▶ [Stated task A] Translate this sentence from the post on C loop optimization into Spanish: "Array indexing usually makes code easier to read."
▶ [Stated task B] Put the records from the line containing "target: white flower" down through the end of the records into a numbered list, omitting blank lines.

▶ [Source document]
▬▬▬▬▬▬
With gcc -O0, the register keyword lets gcc keep a var in a register instead of memory, and thus can make a big difference in tight loops (Example on the Godbolt Compiler explorer). But that's only with -O0. In real code, register is meaningless: the compiler attempts to optimally use the available registers for variables and temporaries. register is already deprecated in ISO C++11 (but not C11), and there's a proposal to remove it from the language along with other obsolete stuff like trigraphs.
With an extra variables involved, -O0 hurts array indexing a bit more than pointer incrementing.
Array indexing usually makes code easier to read. Compilers sometimes fail to optimize stuff like array[i*width + j*width*height], so it's a good idea to change the source to do the strength-reduction optimization of turning the multiplies into += adds.
At an asm level, array indexing vs. pointer incrementing are close to the same performance. (x86 for example has addressing modes like [rsi + rdx*4] which are as fast as [rdi]. except on Sandybridge and later.) It's the compiler's job to optimize your code by using pointer incrementing even when the source uses array indexing, when that's faster.
For good performance, you have to be aware of what compilers can and can't do. Some optimizations are "brittle", and a small seemingly-innocent change to the source will stop the compiler from doing an optimization that was essential for some code to run fast. (e.g. pulling a constant computation out of a loop, or proving something about how different branch conditions are related to each other, and simplifying.)
Besides all that, it's a crap sample because it doesn't have anything to stop a smart compiler from optimizing away the entire thing. It doesn't even print the sum. Even gcc -O1 (instead of -O3) threw away some of the looping.
(You can fix this by printing sum at the end. gcc and clang don't seem to realize that calloc returns zeroed memory, and optimize it away to 0.0. See my code below.)
Normally you'd put your code in a function, and call it in a loop from main() in another file. And compile them separately, without whole-program cross-file optimisation, so the compiler can't do optimisations based on the compile-time constants you call it with. The repeat-loop being wrapped so tightly around the actual loop over the array is causing havoc with gcc's optimizer (see below).
Also, the other version of this question had an uninitialized variable kicking around. It looks like long int help was introduced by the OP of that question, not the prof. So I will have to downgrade my "utter nonsense" to merely "silly", because the code doesn't even print the result at the end. That's the most common way of getting the compiler not to optimize everything away in a microbenchmark like this.
I assume your prof mentioned a few things about performance. There are a crapton of different things that could come into play here, many of which I assume didn't get mentioned in a 2nd-year CS class.
Besides multithreading with openmp, there's vectorizing with SIMD. There are also optimizations for modern pipelined CPUs: specifically, avoid having one long dependency chain.
Further essential reading:
Agner Fog's guides for optimizing C and asm for x86. Some of it applies to all CPUs.
▬▬▬▬▬▬
▶ [Data to use]
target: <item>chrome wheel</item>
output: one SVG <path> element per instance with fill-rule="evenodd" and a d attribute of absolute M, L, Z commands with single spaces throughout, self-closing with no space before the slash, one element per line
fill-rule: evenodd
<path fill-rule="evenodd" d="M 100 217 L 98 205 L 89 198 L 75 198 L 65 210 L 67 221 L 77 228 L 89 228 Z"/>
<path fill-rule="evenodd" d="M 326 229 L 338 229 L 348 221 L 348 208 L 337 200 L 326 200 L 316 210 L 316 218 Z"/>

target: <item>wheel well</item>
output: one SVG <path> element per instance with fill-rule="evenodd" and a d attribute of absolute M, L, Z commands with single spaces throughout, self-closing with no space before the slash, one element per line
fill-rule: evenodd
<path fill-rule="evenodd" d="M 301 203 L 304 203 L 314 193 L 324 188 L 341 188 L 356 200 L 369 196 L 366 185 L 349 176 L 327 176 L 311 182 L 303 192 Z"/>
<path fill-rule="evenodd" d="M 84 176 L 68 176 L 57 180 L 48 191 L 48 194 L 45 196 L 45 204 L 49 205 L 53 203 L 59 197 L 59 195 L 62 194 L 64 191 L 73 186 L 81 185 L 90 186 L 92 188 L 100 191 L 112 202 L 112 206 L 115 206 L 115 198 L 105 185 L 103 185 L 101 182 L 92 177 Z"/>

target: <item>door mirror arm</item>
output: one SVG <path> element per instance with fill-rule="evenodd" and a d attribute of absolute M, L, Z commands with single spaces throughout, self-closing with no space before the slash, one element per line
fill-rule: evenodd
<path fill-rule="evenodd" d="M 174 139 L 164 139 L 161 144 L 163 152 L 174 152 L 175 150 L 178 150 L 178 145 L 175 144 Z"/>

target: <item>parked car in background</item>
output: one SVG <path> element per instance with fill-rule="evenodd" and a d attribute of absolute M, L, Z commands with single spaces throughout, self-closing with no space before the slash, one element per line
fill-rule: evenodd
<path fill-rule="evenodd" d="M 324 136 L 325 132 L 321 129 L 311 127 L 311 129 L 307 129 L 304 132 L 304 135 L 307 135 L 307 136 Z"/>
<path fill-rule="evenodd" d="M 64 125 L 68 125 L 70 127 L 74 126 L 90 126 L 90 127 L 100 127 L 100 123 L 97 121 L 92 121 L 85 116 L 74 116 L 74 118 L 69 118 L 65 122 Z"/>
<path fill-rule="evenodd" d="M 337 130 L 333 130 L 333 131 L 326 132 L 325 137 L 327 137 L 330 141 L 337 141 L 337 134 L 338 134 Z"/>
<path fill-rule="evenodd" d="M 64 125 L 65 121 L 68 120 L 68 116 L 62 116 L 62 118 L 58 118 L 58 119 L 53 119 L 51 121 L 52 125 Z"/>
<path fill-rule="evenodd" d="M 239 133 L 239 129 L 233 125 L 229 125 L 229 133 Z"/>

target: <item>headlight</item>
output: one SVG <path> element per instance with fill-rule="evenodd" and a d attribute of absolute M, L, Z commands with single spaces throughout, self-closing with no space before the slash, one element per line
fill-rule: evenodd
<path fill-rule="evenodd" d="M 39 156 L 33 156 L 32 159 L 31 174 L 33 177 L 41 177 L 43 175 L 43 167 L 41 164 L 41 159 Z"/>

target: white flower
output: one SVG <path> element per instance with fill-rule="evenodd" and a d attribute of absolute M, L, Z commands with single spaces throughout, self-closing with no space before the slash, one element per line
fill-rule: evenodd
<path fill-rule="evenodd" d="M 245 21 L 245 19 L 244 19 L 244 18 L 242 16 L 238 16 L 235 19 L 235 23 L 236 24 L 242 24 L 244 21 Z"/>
▬▬▬▬▬▬
▶ [Task result A] La indexación de arreglos suele hacer que el código sea más fácil de leer.

▶ [Task result B]
1. target: white flower
2. output: one SVG <path> element per instance with fill-rule="evenodd" and a d attribute of absolute M, L, Z commands with single spaces throughout, self-closing with no space before the slash, one element per line
3. fill-rule: evenodd
4. <path fill-rule="evenodd" d="M 245 21 L 245 19 L 244 19 L 244 18 L 242 16 L 238 16 L 235 19 L 235 23 L 236 24 L 242 24 L 244 21 Z"/>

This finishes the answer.